→ Given text
= = =
The city has a modern infrastructure – it is the only city in Colombia with a metro transport system- and is considered the country’s innovation center. Museums, interactive parks, churches, and urban tours are among the attractions in Medellín. Some must-do activities in Medellin are the Graffiti tour in Comuna 13, visiting the Arvi Park, taking pictures in Botero Square, and exploring the Botanical Garden
Guatapé is a picturesque and colorful town located in the Antioquia Department of Colombia, approximately 79 kilometers (49 miles) northeast of Medellín. Nestled among rolling hills and surrounded by stunning landscapes, Guatapé is renowned for its vibrant streets, unique architecture, and a mesmerizing man-made wonder that draws visitors from all over the world.
One of the main attractions of Guatapé is “La Piedra del Peñol” or “El Peñol Rock.” This massive granite monolith stands at an impressive height of about 200 meters (656 feet). Visitors can climb a staircase of 740 steps to reach the top, where they are rewarded with awe-inspiring panoramic views of the surrounding countryside and the labyrinthine waterways of Guatapé’s reservoir.
Guatapé is famous for its vibrant and artistic buildings adorned with colorful bas-reliefs, known as “zócalos.” These intricately designed decorations can be found on the lower part of the houses, depicting a wide range of subjects, from daily life scenes to geometric patterns and symbols. Strolling through the town’s streets becomes an enchanting experience as the zócalos create a lively and captivating atmosphere.
The Guatapé Reservoir is a vast body of water surrounded by green hills and scattered islands. Also known as Lake Guatapé, it offers numerous opportunities for water-based activities, such as boat rides, jet skiing, kayaking, and fishing. The reservoir’s tranquility and natural beauty make it an ideal spot for relaxation and enjoying the great outdoors.
Guatapé’s waterfront promenade, known as the Malecón, runs along the edge of the reservoir. It’s a popular spot for leisurely strolls, where visitors can enjoy views of the water and the colorful houses lining the streets. The Malecón is also home to several restaurants, cafes, and handicraft shops, making it a lively and charming area to explore.
Day 1: Bogota
Arrival to Bogota
You will be picked up at the airport in Bogota and driven to your hotel.
The bilingual guide will be waiting for you at the exit of the airport.
Here you will find the best hotel recommendations in Bogota.
Day 2: Bogota
Full day City tour Paloquemao, Monserrate, Museums and La Candelaria
Your first stop will be Paloquemao, an emblematic place for supplying families and businesses in Bogota. It offers with the highest quality a great variety of flowers, fruits, vegetables, meat, groceries, dairy products, herbs and much more. There, our Colombian tradition and culture is preserved and proudly represented by offering a unique sensory experience with all the colors, smells and most delicious flavors that come from all regions of Colombia. Then you will visit ‘La Candelaria’ neighborhood and the historic center of Bogotá, full of colorful colonial buildings and stone streets. During the tour you will visit The Gold Museum and the Botero Museum, both in La Candelaria. The Gold Museum is the place to discover the largest collection of pre-Hispanic goldsmithing in the world, with approximately 34,000 pieces of gold and about 25,000 objects in ceramics, stone, bone and textiles made by several Colombian indigenous cultures, this Museum close on Tuesdays. In the Botero Museum, you will find a large art collection donated by the famous local artist Fernando Botero, including 87 pieces of universal art and 123 works made by Botero himself. Pieces from international artists such as Renoir, Monet, Degas, Dalí, Pissarro, Bonnard, among others, are present in the museum.
= = =
Records from a pointing dataset:
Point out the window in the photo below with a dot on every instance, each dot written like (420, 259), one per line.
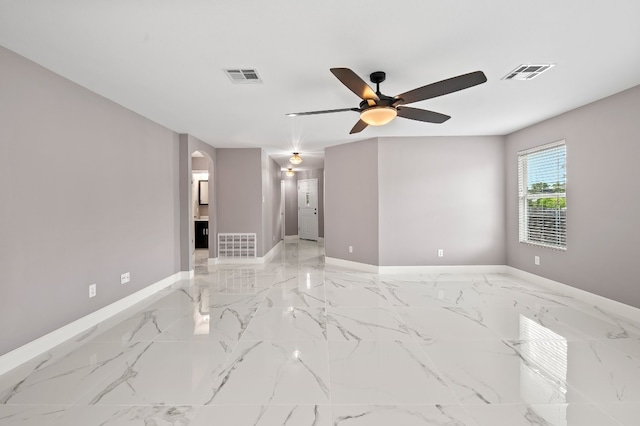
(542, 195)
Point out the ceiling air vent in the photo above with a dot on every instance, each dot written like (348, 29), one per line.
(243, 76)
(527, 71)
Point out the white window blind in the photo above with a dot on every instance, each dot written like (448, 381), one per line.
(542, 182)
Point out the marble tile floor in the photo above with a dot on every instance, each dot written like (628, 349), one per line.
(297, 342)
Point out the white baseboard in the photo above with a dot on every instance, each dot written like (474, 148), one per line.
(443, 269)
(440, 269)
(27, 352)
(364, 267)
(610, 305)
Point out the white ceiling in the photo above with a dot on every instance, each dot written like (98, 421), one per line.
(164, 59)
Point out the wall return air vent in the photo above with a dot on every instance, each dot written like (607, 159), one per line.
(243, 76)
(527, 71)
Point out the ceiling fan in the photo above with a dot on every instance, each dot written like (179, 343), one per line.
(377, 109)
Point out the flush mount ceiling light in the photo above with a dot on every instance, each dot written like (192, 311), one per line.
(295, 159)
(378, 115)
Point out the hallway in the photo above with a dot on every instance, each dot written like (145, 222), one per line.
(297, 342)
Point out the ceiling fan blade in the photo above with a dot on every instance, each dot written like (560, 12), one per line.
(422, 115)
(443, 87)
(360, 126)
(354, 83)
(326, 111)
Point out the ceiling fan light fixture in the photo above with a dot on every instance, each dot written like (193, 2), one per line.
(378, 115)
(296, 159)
= = =
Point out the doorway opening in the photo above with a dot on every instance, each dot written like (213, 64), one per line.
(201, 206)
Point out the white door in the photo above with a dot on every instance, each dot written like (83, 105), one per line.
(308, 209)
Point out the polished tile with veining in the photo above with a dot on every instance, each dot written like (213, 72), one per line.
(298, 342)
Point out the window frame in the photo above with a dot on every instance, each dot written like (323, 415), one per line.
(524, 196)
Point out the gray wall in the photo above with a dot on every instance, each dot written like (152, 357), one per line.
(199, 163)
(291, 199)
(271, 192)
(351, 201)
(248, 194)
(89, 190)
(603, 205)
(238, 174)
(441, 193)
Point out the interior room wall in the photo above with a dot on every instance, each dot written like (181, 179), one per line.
= = =
→ Task requirements
**a)** Name each international artist the Colombia travel text says has pieces in the Botero Museum.
**b)** According to the Colombia travel text, how many steps must visitors climb to reach the top of El Peñol Rock?
**c)** Print the stretch of the Colombia travel text starting at "The Guatapé Reservoir" and ending at "area to explore.".
These rows are separate from the Colombia travel text.

→ Solved problems
**a)** Renoir, Monet, Degas, Dalí, Pissarro, Bonnard

**b)** 740 steps

**c)**
The Guatapé Reservoir is a vast body of water surrounded by green hills and scattered islands. Also known as Lake Guatapé, it offers numerous opportunities for water-based activities, such as boat rides, jet skiing, kayaking, and fishing. The reservoir’s tranquility and natural beauty make it an ideal spot for relaxation and enjoying the great outdoors.
Guatapé’s waterfront promenade, known as the Malecón, runs along the edge of the reservoir. It’s a popular spot for leisurely strolls, where visitors can enjoy views of the water and the colorful houses lining the streets. The Malecón is also home to several restaurants, cafes, and handicraft shops, making it a lively and charming area to explore.